** Start Dataset records **

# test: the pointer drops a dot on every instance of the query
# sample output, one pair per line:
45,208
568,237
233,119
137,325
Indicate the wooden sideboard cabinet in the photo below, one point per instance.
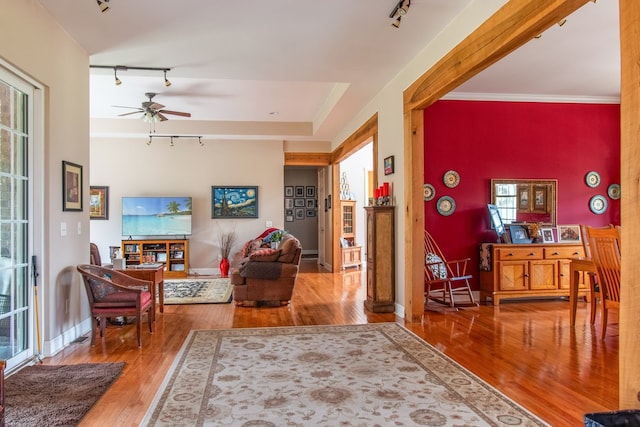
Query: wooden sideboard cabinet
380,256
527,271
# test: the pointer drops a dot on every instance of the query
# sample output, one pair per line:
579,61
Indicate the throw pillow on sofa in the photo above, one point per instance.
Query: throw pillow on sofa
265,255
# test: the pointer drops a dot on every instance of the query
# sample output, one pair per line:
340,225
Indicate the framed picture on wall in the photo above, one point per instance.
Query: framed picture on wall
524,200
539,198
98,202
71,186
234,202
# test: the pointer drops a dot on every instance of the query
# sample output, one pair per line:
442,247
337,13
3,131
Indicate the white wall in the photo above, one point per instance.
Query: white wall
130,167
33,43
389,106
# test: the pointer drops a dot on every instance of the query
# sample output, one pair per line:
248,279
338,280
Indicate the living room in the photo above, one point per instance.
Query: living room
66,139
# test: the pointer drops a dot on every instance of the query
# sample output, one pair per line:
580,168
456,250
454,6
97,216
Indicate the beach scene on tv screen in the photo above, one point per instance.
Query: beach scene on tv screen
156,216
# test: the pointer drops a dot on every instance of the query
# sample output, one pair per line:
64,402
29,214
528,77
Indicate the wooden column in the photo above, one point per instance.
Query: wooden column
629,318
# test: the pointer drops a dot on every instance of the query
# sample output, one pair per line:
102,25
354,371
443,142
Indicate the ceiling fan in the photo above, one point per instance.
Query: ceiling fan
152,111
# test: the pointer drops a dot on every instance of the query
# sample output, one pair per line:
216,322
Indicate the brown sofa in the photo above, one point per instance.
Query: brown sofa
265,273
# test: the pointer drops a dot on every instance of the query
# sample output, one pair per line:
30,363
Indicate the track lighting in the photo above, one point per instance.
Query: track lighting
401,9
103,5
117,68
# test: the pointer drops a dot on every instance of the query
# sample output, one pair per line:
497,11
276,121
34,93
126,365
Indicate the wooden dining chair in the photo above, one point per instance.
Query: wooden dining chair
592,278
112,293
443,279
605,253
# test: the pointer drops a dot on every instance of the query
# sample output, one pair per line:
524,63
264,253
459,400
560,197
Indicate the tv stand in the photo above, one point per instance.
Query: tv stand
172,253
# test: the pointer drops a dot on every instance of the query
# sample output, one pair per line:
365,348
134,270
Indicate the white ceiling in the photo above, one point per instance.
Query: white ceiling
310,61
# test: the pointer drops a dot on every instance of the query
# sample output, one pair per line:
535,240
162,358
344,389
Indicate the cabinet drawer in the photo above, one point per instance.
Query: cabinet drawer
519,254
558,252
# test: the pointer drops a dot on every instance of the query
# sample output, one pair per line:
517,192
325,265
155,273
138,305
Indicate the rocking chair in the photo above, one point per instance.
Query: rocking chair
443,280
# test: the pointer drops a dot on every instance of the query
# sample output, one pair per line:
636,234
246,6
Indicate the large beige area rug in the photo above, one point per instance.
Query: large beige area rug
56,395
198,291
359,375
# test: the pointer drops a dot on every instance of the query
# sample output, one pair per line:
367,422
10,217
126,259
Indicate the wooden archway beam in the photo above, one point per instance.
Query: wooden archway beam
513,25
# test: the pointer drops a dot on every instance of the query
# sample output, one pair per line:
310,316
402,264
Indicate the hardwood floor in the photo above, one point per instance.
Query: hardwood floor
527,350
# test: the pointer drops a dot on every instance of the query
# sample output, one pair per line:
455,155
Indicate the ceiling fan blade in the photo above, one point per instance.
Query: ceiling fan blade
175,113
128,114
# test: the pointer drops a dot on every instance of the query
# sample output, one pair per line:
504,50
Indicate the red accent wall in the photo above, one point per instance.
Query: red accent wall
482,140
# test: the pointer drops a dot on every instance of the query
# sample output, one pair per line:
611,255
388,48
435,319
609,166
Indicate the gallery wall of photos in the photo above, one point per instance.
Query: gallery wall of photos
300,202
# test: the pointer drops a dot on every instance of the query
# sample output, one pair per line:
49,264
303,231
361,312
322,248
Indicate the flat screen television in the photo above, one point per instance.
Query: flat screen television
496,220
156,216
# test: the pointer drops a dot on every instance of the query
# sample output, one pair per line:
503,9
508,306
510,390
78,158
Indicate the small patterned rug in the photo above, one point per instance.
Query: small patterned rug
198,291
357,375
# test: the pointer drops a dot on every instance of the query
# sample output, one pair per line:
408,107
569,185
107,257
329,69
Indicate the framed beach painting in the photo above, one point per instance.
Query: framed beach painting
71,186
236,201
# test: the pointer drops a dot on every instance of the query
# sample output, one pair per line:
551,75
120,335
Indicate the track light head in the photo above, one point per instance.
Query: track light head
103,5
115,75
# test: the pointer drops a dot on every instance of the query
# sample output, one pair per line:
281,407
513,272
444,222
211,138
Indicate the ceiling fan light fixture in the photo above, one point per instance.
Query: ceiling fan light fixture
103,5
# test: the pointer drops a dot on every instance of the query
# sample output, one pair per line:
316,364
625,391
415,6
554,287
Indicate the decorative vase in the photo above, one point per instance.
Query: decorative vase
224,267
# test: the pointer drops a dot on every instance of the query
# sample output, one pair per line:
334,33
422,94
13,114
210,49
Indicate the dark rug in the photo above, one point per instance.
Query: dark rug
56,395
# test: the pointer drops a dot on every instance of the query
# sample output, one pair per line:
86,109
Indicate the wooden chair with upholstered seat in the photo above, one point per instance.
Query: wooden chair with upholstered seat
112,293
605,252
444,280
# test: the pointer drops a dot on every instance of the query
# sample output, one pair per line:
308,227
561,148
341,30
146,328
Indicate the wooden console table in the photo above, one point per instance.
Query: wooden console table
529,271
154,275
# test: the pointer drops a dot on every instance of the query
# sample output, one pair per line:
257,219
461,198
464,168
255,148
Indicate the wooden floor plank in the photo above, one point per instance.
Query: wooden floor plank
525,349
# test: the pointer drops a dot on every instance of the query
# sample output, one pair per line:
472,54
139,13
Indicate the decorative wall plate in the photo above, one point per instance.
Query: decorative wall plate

** End Dataset records **

■ **Requirements**: Repeat the listing in full and exactly. Do not include any images.

■ **Answer to the problem**:
# test: the pointer drops a dot on every instance of the query
# sample output, one pair per line:
45,208
568,237
233,119
137,325
Indicate the wooden sideboard cabinet in the photo below, one point per instance.
Query: wooden sideboard cabinet
380,256
527,271
# test: the pointer drops a dot on every instance of the query
# sample output, one pair per line:
579,61
Indicate the throw pillow on sofa in the photo above, one point per instance.
Query: throw pillow on sofa
265,255
# test: the pointer drops a dot on every instance of the query
# sample output, one pair per line:
340,225
Indicate the framed picture on wall in the photo above, one point per instance.
Query: framed picture on wall
524,200
539,198
98,202
71,186
234,202
# test: the pointer drops a dot on every instance of the query
# sample output, one pair per line:
442,247
337,13
3,131
Indicate the white wall in the photo above, one point per instance.
Query: white wall
130,167
33,43
389,106
# test: the pointer drops a dot on every instance of the query
# sample output, one pair per line:
248,279
338,280
Indicate the living room in the photo above, one point per instance.
Query: living room
66,139
# test: the pointer drops a dot on every instance of the query
# sample output, one pair per line:
580,168
456,250
454,6
97,216
Indicate the beach scene on tv screen in the photo above, one point per instance.
Query: beach scene on tv screen
156,216
# test: the pointer drops a dot on every instance of the query
# sample output, one pair per line:
64,402
29,214
528,77
Indicate the wooden column in the photo above, one point per instance.
Query: wooden column
629,318
# test: the pointer drops a dot on every instance of the query
# sample output, one pair per line:
102,25
354,371
443,142
Indicate the ceiling fan in the photo above, one point per instance.
Query: ceiling fan
152,111
# test: the pointer drops a dot on every instance of the query
# sample output, one pair per line:
216,322
Indicate the brown sofa in the photo above, one point per instance.
Query: brown sofa
265,273
# test: the pointer drops a dot on every instance of the query
# sample output, one pair per line:
30,363
Indicate the track lighting in the photo above, one point per instance.
Query: track lighting
401,9
103,5
117,68
# test: the pointer drops a dot on every instance of the query
# sample output, one pair per line:
497,11
276,121
34,93
126,365
Indicate the wooden dining chair in the photo above, one point per instance.
Query: wooden dining chair
592,278
112,293
443,279
605,253
# test: the pointer drops a dot on every instance of the query
# sample output, one pair per line:
524,63
264,253
459,400
560,197
Indicate the tv stand in the photo above, one point per instance.
Query: tv stand
172,253
# test: the pointer drops a dot on every instance of the query
# sample output, one pair per line:
365,348
134,270
Indicate the white ceiling in the photo above, one point per instance.
Query: white ceiling
310,61
# test: the pointer drops a dot on every instance of the query
# sample output, one pair per line:
535,240
162,358
344,389
Indicate the cabinet drawer in the photo above, one point per instance.
Query: cabinet drawer
519,254
558,252
# test: the pointer drops a dot on every instance of the query
# sample output, one pair per line:
517,192
325,265
155,273
138,305
Indicate the rocking chair in the photo above, one point per instance.
Query: rocking chair
443,280
# test: the pointer drops a dot on every instance of the query
# sample output, one pair per line:
636,234
246,6
Indicate the large beige area rug in the photo above, one point per instance.
Query: large beige area rug
56,395
198,291
359,375
# test: the pointer drops a dot on every instance of the query
# sample output, one pair per line:
367,422
10,217
126,259
Indicate the wooden archway beam in the photo above, one point per instance.
Query: wooden archway beam
513,25
# test: the pointer drops a dot on every instance of the query
# sample output, one pair per line:
310,316
402,264
Indicate the hardwood floor in the photo above, one point per instance.
Query: hardwood floor
527,350
# test: the pointer drops a dot on every instance of the query
# sample output, one pair per line:
455,155
Indicate the ceiling fan blade in the photo above, one point per instance.
Query: ceiling fan blade
175,113
128,114
# test: the pointer drops a dot on every instance of the query
# sample output, one pair per line:
504,50
Indicate the red accent wall in the photo above, one point per instance.
Query: red accent wall
482,140
# test: the pointer drops a dot on every instance of the query
# sample output, one pair per line:
611,255
388,48
435,319
609,166
Indicate the gallery wall of photos in the photo above, one point per instance.
Query: gallery wall of photos
300,202
# test: the pointer drops a dot on every instance of the query
# sample output, one pair per line:
49,264
303,231
361,312
322,248
Indicate the flat screen television in the photo above, one point per instance.
Query: flat screen television
496,220
156,216
# test: the pointer drops a dot on every instance of the query
# sample output, one pair per line:
503,9
508,306
510,390
78,158
Indicate the small patterned rug in the photo above, one point per instance.
Query: small patterned rug
198,291
357,375
# test: the pointer drops a dot on every instance of the query
# sample output, one pair per line:
408,107
569,185
107,257
329,69
Indicate the framed beach painting in the photo above, one point per instance.
Query: framed beach painting
71,186
236,201
# test: the pointer drops a dot on every instance of the query
# sample output, one pair per line:
551,75
120,335
Indicate the track light head in the photo above, one point per instance.
Query: track light head
103,5
115,75
# test: the pointer drops a dot on every instance of the query
# sample output, one pair per line:
281,407
513,272
444,222
211,138
Indicate the ceiling fan light fixture in the photo above, one point per instance.
Query: ceiling fan light fixture
103,5
# test: the pointer drops a dot on every instance of the query
# sample output, one pair per line:
316,364
625,391
415,6
554,287
Indicate the decorative vase in the photo above, one point per instance.
Query: decorative vase
224,267
# test: the pointer drops a dot on every instance of the query
# sample output, one pair per line:
334,33
422,94
13,114
210,49
Indicate the dark rug in the photo above, one point per instance.
Query: dark rug
56,395
# test: the pointer drops a dot on every instance of the query
# sample output, one pair per line:
86,109
Indicate the wooden chair with upholstered seat in the photo above, one point per instance.
Query: wooden chair with upholstered seat
112,293
605,252
444,280
# test: the pointer drops a dot on every instance of the query
# sample output, one pair per line:
308,227
561,148
341,30
146,328
Indicate the wooden console table in the photo above, one point per instance.
Query: wooden console table
529,271
154,275
# test: the pointer drops a dot on every instance of the query
# sample output, one pair per line:
257,219
461,198
464,168
255,148
Indicate the wooden floor plank in the photo above, one point per instance.
Query: wooden floor plank
525,349
# test: the pointer drops a dot on every instance of the query
# sample output, one pair per line:
472,54
139,13
Indicate the decorative wall plate in the photo above, one point per instance.
Query: decorative wall plate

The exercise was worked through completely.